(Records from a pointing dataset)
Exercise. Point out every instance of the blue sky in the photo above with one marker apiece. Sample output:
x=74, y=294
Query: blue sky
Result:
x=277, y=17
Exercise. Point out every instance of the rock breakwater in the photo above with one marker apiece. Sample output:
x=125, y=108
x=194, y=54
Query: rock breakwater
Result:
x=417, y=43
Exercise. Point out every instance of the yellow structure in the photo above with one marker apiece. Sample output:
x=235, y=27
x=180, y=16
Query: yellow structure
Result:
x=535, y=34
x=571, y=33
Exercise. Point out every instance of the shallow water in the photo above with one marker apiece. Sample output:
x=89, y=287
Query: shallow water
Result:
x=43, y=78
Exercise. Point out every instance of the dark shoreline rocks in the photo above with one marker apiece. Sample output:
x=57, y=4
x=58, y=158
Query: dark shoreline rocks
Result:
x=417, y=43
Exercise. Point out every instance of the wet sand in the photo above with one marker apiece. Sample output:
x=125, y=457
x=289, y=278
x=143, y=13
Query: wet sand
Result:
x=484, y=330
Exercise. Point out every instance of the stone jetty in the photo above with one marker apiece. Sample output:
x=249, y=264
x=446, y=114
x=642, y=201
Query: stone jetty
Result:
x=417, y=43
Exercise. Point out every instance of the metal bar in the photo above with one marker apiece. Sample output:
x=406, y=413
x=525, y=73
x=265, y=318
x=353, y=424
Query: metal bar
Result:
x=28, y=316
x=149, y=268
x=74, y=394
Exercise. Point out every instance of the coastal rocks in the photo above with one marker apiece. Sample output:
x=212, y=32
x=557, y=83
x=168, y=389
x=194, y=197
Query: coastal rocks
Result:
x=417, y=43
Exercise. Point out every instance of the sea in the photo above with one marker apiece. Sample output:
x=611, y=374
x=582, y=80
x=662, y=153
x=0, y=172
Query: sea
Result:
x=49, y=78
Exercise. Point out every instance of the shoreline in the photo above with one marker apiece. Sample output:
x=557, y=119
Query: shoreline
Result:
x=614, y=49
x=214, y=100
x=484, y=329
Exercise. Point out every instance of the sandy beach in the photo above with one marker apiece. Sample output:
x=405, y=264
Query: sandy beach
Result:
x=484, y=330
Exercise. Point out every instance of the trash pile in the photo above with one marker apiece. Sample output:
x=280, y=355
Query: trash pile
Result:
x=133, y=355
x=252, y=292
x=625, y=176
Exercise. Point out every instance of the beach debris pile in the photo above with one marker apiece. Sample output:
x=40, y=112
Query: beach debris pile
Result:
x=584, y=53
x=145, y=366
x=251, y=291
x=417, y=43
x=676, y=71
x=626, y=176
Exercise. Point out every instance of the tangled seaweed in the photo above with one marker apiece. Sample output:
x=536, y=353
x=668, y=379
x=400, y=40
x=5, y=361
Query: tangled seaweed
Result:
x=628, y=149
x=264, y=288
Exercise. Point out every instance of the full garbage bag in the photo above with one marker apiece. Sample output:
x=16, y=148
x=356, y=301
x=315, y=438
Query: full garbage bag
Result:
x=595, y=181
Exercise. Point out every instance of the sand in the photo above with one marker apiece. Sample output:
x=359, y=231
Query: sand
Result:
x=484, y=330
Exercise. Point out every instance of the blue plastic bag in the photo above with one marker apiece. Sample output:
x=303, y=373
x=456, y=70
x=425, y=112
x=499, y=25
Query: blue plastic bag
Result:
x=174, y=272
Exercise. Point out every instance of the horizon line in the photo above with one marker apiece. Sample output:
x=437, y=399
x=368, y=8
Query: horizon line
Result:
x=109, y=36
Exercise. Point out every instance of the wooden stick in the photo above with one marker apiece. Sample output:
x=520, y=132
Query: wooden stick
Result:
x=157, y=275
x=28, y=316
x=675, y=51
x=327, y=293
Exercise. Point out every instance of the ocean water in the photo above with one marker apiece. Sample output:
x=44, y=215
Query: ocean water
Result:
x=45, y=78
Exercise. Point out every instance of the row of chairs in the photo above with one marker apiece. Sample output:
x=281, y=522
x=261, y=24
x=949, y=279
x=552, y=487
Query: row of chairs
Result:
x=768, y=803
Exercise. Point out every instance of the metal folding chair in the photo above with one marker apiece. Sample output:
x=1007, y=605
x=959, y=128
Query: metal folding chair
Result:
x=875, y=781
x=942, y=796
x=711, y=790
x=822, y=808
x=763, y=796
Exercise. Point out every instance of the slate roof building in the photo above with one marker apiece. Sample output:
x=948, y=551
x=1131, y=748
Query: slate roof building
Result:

■ EXERCISE REQUIREMENTS:
Could you transcribe all of the material above, line for line and without changing a single word?

■ TASK SOLUTION:
Exercise. Point out every instance of the blue sky in the photo above with one marker apiece. Sample output:
x=74, y=294
Query: blue sky
Result:
x=277, y=17
Exercise. Point out every instance of the rock breakwater in the photo above with one marker apiece. Sample output:
x=125, y=108
x=194, y=54
Query: rock breakwater
Result:
x=417, y=43
Exercise. Point out every instance of the yellow structure in the photo above with one marker apiece. Sample output:
x=235, y=27
x=180, y=16
Query: yellow structure
Result:
x=535, y=34
x=571, y=33
Exercise. Point out every instance of the shallow water in the photo above with one marker apiece. Sample output:
x=89, y=287
Query: shallow water
Result:
x=43, y=78
Exercise. Point out every instance of the dark shoreline rocks in the photo above with one marker apiece. Sample output:
x=57, y=4
x=58, y=158
Query: dark shoreline rocks
Result:
x=417, y=43
Exercise. Point out every instance of the wet sand in the photo above with one marker apiece. Sample output:
x=125, y=457
x=289, y=278
x=143, y=13
Query: wet sand
Result:
x=484, y=330
Exercise. Point out every instance of the stone jetty in the photo above with one marker apiece. Sample output:
x=249, y=264
x=446, y=114
x=642, y=201
Query: stone jetty
Result:
x=417, y=43
Exercise. Point out every instance of the metal bar in the photo above with one marker apiece. Sample output:
x=406, y=413
x=525, y=73
x=265, y=318
x=353, y=424
Query: metal bar
Result:
x=28, y=316
x=149, y=268
x=74, y=394
Exercise. Point out every instance of the coastal rocks in the photo above with one marker apiece. Sample output:
x=212, y=32
x=557, y=83
x=168, y=389
x=194, y=197
Query: coastal rocks
Result:
x=417, y=43
Exercise. Point out every instance of the sea in the photo above with one marker apiece. Sample output:
x=611, y=374
x=582, y=80
x=662, y=153
x=0, y=172
Query: sea
Result:
x=49, y=78
Exercise. Point out every instance of the shoreline in the photo above with one marker apiece. Sample output:
x=557, y=119
Query: shoreline
Result:
x=614, y=49
x=214, y=100
x=484, y=329
Exercise. Point out every instance of the sandy beach in the photo above with one marker apiece. Sample output:
x=405, y=264
Query: sandy beach
Result:
x=484, y=330
Exercise. Point out every instance of the trash pile in the photo above with one marker apiece. Sample output:
x=280, y=355
Query: trash pile
Result:
x=133, y=355
x=252, y=292
x=625, y=176
Exercise. Point out every instance of the beach debris pile in the photo above with one marker apiece. Sample output:
x=40, y=112
Query: beach debris pile
Result:
x=584, y=53
x=145, y=366
x=251, y=291
x=417, y=43
x=676, y=71
x=626, y=176
Exercise. Point out every instance of the tangled seaweed in the photo above with one marker apiece. Sample output:
x=536, y=353
x=668, y=379
x=400, y=40
x=5, y=361
Query: tangled seaweed
Result:
x=628, y=149
x=264, y=288
Exercise. Point out every instance of the full garbage bag in the photo above with one marker apiece. Sample output:
x=16, y=148
x=356, y=301
x=315, y=438
Query: full garbage bag
Result:
x=595, y=181
Exercise. Point out every instance of the sand in the photo above with one marker apiece. Sample output:
x=359, y=231
Query: sand
Result:
x=484, y=330
Exercise. Point out every instance of the blue plastic bag in the photo above with one marker apiece. Sample output:
x=303, y=373
x=456, y=70
x=425, y=112
x=499, y=25
Query: blue plastic bag
Result:
x=174, y=272
Exercise. Point out every instance of the horizon line in the photo above with one marker apiece. Sample output:
x=437, y=399
x=368, y=8
Query: horizon line
Result:
x=109, y=36
Exercise. Point out every instance of the wooden stick in the photo above with one marker apiece. Sample output:
x=520, y=132
Query: wooden stick
Result:
x=157, y=275
x=28, y=316
x=675, y=51
x=327, y=293
Exercise. Point out every instance of the ocean water in the photo above with one marker apiece. Sample output:
x=44, y=215
Query: ocean water
Result:
x=45, y=78
Exercise. Point out every instance of the row of chairs in the photo above with one marker apiece. Sample output:
x=281, y=522
x=261, y=24
x=949, y=279
x=552, y=487
Query: row of chairs
Result:
x=768, y=803
Exercise. Point out every instance of the metal folding chair in the photo above with one marker apiece. Sample output:
x=1007, y=605
x=959, y=128
Query: metal folding chair
Result:
x=875, y=781
x=942, y=796
x=711, y=790
x=822, y=808
x=763, y=796
Exercise. Point out every instance of the slate roof building in the photo above with one marker apiece. Sample output:
x=948, y=551
x=1131, y=748
Query: slate roof building
Result:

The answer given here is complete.